## Page

^^^^^^^^^^^^^^^^

You are viewing a plain text version of this content. The canonical link for it is here.
Posted to dev@spamassassin.apache.org by Dale Luck <dl...@barracudanetworks.com> on 2005/08/30 15:29:20 UTC

body rule speed

In my study of where SA is spending most of its time, it became quickly apparent the do_body_tests is by far the largest cpu hog.
Indeed i've seen just a single file (sare_fraud) can use up half of the cpu cycles for every spam scan.
 
I was wondering if anyone investigating flipping inside out the algorithm used to apply the rules to the body.
 
Instead of the present process:
 
loop on all rules
{
     loop on all lines in msg body
     {
           apply regex.
           if hit, skip to next rule.
     }
}
 
The above the use of the 'study' perl command, as well as it case insensitive regexes cause memory allocation over and over again.
 
What if the process was changed to:
 
using_rule{all rules} = rule_score; # initializes decision point for list of rules
 
loop on all lines in msg body
{
     study line
     loop on all rules
     {
           if using_rule{rule} apply regex;
           if hit, using_rule{rule} = 0;
     }
}
 
The issue of speeding up /i regex could be handled by identifying them in the parse phase and having a separate case_insensitive_body_test which would remove the /i and then lc the rule before compiling it, and then prior to applying the regex in the inner loop it would lc the body text. Since lc the body text would be done only once for all the rules (instead of once for each rule) this would also speed up processng.

^^^^^^^^^^^^^^^^

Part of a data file
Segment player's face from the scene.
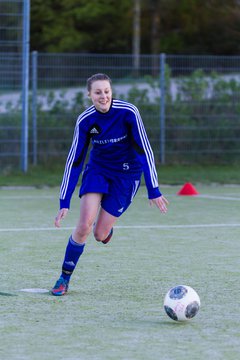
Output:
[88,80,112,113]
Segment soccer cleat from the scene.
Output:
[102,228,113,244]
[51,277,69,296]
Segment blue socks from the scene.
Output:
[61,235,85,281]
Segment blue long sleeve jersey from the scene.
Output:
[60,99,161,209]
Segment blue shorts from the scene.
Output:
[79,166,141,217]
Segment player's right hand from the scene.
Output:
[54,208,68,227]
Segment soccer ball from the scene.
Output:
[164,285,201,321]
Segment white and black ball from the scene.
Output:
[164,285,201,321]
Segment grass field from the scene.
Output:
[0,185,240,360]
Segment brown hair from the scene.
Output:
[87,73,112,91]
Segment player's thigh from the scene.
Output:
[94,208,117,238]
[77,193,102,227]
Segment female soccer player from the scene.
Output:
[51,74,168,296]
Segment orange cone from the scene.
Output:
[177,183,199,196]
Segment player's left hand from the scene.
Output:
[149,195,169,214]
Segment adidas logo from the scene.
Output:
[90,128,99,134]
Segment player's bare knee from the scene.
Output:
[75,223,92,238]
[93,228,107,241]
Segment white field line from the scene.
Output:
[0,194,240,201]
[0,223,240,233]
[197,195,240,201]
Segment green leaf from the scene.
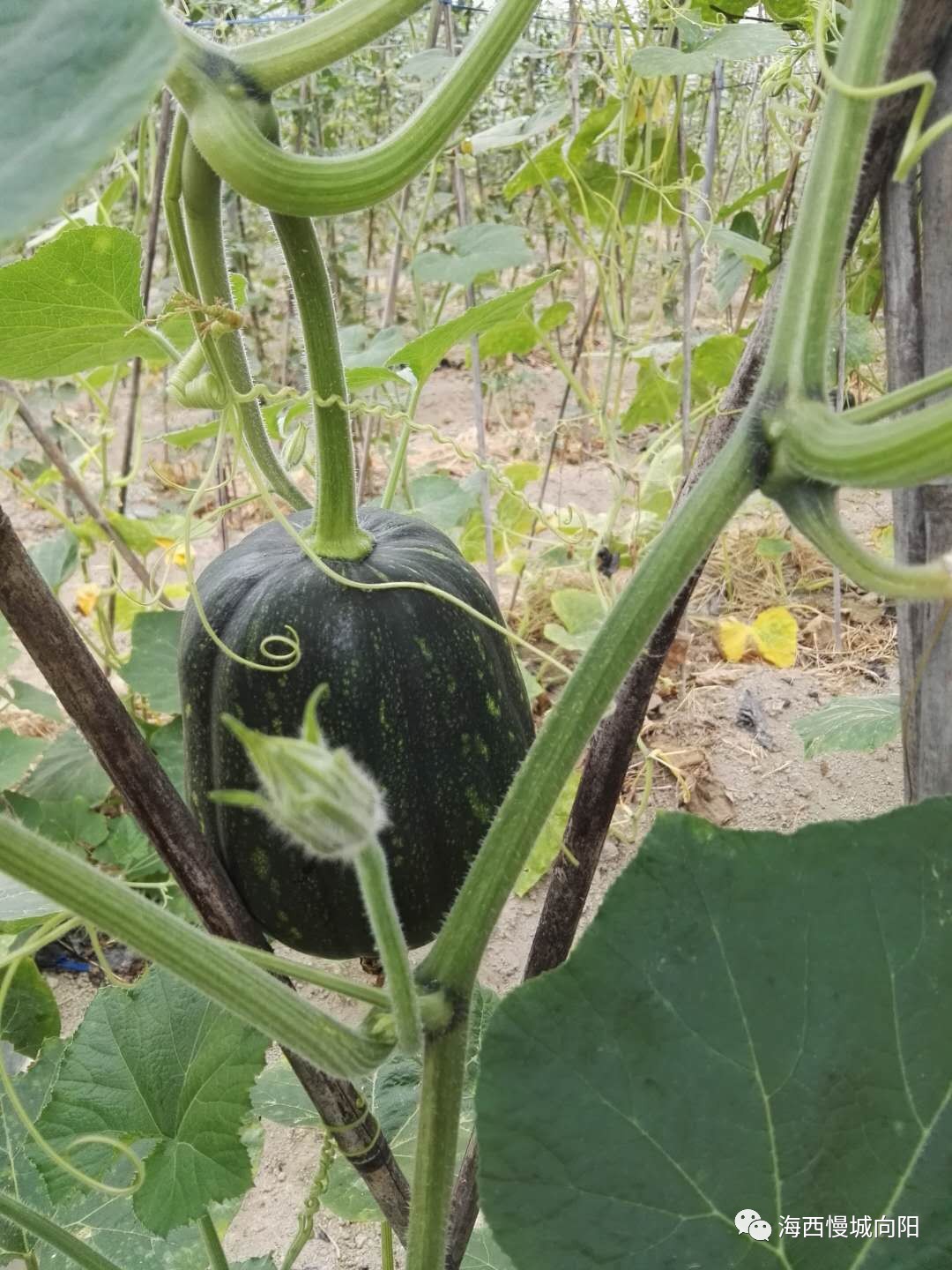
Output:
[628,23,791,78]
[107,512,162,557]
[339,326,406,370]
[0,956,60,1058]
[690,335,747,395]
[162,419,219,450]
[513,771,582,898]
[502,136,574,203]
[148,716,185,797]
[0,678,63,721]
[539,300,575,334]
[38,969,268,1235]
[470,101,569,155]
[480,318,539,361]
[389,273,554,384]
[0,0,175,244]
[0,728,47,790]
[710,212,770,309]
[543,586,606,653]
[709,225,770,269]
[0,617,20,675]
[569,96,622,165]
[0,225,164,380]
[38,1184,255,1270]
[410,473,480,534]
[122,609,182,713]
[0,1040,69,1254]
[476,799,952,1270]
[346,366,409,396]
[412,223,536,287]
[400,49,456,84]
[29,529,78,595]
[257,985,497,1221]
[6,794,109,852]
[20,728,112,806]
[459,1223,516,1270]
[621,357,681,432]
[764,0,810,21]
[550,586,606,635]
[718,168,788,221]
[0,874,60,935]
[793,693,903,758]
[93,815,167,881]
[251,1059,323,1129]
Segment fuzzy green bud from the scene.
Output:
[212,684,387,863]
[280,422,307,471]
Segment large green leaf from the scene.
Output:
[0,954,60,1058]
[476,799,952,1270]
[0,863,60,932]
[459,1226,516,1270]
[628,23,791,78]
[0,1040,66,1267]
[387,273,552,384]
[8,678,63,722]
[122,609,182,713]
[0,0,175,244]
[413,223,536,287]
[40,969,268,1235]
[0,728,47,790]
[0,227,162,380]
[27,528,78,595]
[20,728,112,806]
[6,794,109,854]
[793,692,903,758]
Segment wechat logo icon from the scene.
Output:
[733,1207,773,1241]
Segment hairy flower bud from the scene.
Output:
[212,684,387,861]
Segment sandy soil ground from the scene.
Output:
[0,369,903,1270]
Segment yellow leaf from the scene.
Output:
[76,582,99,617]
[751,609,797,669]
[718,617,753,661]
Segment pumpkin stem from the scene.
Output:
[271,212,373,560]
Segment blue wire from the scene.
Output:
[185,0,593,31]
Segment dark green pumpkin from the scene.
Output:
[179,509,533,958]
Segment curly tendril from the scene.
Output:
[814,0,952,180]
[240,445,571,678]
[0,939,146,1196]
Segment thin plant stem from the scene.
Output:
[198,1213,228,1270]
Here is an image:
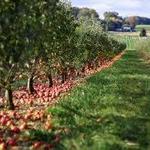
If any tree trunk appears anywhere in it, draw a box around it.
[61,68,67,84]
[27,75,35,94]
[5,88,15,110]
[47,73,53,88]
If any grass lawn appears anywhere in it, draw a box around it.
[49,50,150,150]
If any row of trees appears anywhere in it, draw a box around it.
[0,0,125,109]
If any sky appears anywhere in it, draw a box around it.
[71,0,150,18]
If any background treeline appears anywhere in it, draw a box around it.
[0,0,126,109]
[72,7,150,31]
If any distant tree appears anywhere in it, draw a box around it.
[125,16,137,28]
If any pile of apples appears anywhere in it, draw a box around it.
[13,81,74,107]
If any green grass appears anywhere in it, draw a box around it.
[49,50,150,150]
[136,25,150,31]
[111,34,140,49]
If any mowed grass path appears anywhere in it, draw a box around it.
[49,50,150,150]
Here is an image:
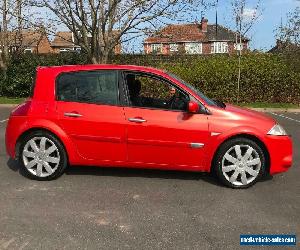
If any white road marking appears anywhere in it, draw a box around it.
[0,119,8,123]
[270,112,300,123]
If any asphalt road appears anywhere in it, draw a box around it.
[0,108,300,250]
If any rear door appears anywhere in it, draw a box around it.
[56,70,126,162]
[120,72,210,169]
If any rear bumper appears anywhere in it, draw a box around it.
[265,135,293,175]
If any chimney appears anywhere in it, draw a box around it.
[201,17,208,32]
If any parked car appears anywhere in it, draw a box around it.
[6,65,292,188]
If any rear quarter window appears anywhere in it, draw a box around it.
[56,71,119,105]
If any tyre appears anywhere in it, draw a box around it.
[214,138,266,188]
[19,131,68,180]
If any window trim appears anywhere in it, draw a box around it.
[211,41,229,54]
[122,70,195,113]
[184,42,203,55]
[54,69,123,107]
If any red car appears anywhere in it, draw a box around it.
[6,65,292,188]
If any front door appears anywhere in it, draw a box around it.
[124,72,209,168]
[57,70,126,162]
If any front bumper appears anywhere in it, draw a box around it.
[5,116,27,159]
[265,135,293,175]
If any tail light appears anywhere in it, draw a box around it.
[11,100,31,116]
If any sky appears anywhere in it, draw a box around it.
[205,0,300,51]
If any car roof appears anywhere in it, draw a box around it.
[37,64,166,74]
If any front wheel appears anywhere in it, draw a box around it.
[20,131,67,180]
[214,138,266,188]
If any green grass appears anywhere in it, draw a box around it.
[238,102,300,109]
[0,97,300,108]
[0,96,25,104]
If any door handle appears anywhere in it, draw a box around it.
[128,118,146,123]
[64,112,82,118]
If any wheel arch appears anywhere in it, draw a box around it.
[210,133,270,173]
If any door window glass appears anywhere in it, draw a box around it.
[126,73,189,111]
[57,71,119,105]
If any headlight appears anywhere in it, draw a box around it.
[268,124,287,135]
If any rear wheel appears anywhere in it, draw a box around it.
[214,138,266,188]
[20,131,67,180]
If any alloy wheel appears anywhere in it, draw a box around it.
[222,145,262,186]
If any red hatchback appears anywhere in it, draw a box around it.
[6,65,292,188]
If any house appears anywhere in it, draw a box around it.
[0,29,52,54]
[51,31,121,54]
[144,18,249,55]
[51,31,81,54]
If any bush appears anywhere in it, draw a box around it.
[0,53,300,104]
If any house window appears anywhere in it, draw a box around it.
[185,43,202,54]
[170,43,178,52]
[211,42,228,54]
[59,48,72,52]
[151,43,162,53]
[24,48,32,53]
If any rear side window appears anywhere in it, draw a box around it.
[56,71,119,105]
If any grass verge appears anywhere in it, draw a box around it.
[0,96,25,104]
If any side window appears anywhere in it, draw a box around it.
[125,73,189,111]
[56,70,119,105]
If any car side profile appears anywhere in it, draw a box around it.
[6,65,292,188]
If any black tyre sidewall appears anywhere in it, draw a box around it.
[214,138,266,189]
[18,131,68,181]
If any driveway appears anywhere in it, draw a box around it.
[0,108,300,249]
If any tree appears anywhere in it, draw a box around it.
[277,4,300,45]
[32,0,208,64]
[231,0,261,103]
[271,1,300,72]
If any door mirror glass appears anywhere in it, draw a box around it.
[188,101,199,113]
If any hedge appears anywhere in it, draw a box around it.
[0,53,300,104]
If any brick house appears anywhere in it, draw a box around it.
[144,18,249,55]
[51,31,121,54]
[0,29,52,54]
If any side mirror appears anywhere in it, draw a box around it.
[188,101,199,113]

^^^^^^^^^^^^^^^^

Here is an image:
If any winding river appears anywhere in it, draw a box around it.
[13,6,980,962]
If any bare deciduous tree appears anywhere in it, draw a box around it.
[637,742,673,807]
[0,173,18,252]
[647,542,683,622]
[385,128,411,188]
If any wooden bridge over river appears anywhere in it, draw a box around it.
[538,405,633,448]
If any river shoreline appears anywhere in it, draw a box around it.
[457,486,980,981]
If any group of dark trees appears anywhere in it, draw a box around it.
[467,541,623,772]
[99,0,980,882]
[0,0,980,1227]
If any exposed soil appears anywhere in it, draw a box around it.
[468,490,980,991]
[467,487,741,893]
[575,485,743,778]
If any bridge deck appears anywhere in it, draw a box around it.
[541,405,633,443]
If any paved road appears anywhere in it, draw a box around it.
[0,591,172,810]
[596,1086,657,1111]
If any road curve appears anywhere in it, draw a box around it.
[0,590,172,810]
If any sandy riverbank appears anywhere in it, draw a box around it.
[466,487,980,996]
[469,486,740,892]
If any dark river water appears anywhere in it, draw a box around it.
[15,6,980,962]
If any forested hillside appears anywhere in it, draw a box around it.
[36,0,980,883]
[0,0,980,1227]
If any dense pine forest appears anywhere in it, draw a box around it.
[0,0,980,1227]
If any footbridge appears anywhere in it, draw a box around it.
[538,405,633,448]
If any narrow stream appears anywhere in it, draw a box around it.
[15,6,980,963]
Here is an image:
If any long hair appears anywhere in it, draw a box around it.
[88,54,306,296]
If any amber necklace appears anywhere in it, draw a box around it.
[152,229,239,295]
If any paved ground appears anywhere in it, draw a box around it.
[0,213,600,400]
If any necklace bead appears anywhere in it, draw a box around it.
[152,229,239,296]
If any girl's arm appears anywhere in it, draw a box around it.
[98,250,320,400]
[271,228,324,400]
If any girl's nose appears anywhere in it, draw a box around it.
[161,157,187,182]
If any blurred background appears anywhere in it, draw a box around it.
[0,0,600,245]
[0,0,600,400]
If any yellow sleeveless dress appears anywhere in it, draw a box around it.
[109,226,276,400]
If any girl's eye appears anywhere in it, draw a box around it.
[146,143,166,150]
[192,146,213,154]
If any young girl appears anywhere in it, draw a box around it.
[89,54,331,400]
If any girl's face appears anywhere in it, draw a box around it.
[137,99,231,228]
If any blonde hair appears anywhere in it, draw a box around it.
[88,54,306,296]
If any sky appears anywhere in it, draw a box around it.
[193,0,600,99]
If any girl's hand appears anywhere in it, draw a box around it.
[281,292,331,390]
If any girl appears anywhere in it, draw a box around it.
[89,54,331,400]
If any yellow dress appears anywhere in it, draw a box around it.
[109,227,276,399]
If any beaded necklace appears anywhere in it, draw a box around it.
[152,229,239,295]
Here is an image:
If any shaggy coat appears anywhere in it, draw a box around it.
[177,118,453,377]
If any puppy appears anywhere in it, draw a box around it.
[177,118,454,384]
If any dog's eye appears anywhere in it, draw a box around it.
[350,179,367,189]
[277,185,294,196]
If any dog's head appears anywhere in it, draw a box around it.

^^^^^^^^^^^^^^^^

## Brief 1
Answer these about the post on body rule speed:
(a) Which function does the writer call by far the largest CPU hog?
(b) What single file can use up half of the CPU cycles for every spam scan?
(c) What does the writer's proposed loop do to each line of the message body before looping on all rules?
## Brief 2
Carry on the post about body rule speed after its last sentence.
These items have no connection to the post about body rule speed.

## Answer 1
(a) do_body_tests
(b) sare_fraud
(c) It studies the line ("study line").

## Answer 2
Prior to me coding this up and trying it out I was wondering if anyone else had already gone down this same path and determined it was fruitless.
 
dale luck

Re: body rule speed

Posted by Duncan Findlay <du...@debian.org>.
On Tue, Aug 30, 2005 at 06:29:20AM -0700, Dale Luck wrote:

> In my study of where SA is spending most of its time, it became
> quickly apparent the do_body_tests is by far the largest cpu hog.
> Indeed i've seen just a single file (sare_fraud) can use up half of
> the cpu cycles for every spam scan.
>  
> I was wondering if anyone investigating flipping inside out the
> algorithm used to apply the rules to the body.

I believe I tried to look at this one time, but it got pretty messy to
hack that in and I didn't have enough time to spend on it. Any speedup
seemed to be minimal, but it might be worth looking into in greater
detail. Also, I'm not convinced study helps a whole lot. Having said
that, some of our regular expressions could probably be tuned better
so that study helps more.

The case insensitive thing can be a very large speedup; however, we do
have many tests that rely on capitalization. We'd need a way of
splitting them up or something, since we definitely need some case
sensetive rules

-- 
Duncan Findlay

Re: body rule speed

Posted by Theo Van Dinter <fe...@apache.org>.
On Tue, Aug 30, 2005 at 06:29:20AM -0700, Dale Luck wrote:
> Instead of the present process:
>  
> loop on all rules
> {
>      loop on all lines in msg body
>      {
>            apply regex.
>            if hit, skip to next rule.
>      }
> }
>  
> loop on all lines in msg body
> {
>      study line
>      loop on all rules
>      {
>            if using_rule{rule} apply regex;
>            if hit, using_rule{rule} = 0;
>      }
> }

Ah, you mean the original way. ;)   In short, it was found to be faster
to do the first one, since we don't have to run the same rule over and
over again.  We exit out on the first hit per rule which was found to
be a huge speed increase.

-- 
Randomly Generated Tagline:
It could be one of these chemicals here that makes him so smart.  Lisa,
 maybe you should try some of this.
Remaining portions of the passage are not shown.